Referring expression grounding data:
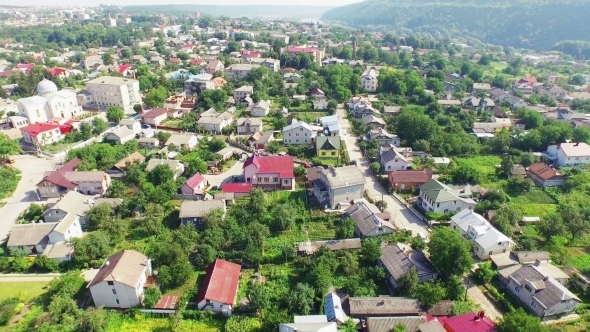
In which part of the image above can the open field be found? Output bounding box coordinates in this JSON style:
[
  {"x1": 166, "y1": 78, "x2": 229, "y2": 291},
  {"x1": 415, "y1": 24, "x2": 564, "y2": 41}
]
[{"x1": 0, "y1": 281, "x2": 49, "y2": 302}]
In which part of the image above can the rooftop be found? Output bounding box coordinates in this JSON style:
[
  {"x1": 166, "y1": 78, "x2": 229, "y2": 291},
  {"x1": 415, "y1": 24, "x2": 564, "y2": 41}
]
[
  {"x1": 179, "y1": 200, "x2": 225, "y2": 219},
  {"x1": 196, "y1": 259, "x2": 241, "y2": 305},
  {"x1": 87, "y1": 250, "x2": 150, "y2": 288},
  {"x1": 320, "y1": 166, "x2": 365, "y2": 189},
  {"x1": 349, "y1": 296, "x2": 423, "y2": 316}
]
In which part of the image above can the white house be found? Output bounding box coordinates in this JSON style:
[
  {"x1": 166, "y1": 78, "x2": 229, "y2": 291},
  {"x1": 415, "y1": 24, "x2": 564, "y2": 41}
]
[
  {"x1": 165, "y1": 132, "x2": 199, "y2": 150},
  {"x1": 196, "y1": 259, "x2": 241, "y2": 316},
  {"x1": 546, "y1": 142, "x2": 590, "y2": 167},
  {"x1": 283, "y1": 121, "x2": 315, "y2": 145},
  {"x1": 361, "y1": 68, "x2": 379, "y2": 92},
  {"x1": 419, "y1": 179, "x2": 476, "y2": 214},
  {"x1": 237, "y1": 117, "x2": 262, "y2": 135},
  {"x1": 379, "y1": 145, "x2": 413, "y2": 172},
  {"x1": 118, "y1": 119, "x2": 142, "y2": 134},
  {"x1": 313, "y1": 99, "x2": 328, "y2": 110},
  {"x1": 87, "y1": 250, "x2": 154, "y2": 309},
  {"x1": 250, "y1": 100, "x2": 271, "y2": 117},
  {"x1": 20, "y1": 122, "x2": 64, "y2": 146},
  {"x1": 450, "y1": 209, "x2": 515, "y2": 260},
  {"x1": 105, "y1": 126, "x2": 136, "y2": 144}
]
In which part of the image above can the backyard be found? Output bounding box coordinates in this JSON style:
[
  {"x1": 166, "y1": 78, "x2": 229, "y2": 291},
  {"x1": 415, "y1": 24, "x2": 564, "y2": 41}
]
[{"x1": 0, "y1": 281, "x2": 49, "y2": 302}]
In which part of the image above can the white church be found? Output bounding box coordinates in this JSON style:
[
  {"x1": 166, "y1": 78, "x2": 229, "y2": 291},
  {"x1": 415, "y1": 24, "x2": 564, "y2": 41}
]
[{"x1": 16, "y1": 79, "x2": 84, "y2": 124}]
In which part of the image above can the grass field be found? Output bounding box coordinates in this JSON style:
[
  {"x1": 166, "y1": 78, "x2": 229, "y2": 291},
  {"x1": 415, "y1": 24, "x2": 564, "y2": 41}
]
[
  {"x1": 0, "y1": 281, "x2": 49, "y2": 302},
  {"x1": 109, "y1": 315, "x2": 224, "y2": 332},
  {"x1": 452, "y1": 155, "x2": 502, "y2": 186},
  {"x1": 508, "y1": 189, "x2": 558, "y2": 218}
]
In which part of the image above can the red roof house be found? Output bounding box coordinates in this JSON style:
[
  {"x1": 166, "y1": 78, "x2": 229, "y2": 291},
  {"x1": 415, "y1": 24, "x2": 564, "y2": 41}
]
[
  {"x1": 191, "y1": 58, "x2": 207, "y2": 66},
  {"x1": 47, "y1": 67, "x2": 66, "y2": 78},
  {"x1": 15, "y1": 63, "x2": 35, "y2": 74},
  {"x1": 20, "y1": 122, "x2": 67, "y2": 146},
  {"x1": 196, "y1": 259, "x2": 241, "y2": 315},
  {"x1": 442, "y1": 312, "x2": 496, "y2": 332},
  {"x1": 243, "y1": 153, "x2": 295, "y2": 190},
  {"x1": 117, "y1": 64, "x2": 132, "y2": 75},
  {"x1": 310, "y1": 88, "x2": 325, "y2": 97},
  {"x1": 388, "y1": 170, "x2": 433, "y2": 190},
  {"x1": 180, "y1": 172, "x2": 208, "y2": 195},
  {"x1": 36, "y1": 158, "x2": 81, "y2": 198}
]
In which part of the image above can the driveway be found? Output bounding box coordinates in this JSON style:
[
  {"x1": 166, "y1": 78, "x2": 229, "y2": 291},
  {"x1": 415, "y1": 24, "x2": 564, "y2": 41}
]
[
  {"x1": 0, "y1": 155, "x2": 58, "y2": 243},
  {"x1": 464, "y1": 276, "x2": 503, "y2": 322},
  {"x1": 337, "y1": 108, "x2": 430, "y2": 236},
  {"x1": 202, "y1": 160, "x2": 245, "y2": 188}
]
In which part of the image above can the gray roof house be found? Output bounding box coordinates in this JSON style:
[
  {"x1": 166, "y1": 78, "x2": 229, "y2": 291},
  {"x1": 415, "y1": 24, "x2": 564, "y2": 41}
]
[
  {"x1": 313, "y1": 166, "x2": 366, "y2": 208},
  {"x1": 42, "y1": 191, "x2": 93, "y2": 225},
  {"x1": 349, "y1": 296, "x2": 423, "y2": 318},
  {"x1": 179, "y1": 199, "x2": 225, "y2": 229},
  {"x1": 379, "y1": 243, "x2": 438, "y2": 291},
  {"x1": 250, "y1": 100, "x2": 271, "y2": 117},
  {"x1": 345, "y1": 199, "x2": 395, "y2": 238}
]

■ **Assignment**: Where "white" occurs in a line of the data above, count that line. Give the final count and no other words.

■ **Solution for this exercise**: 2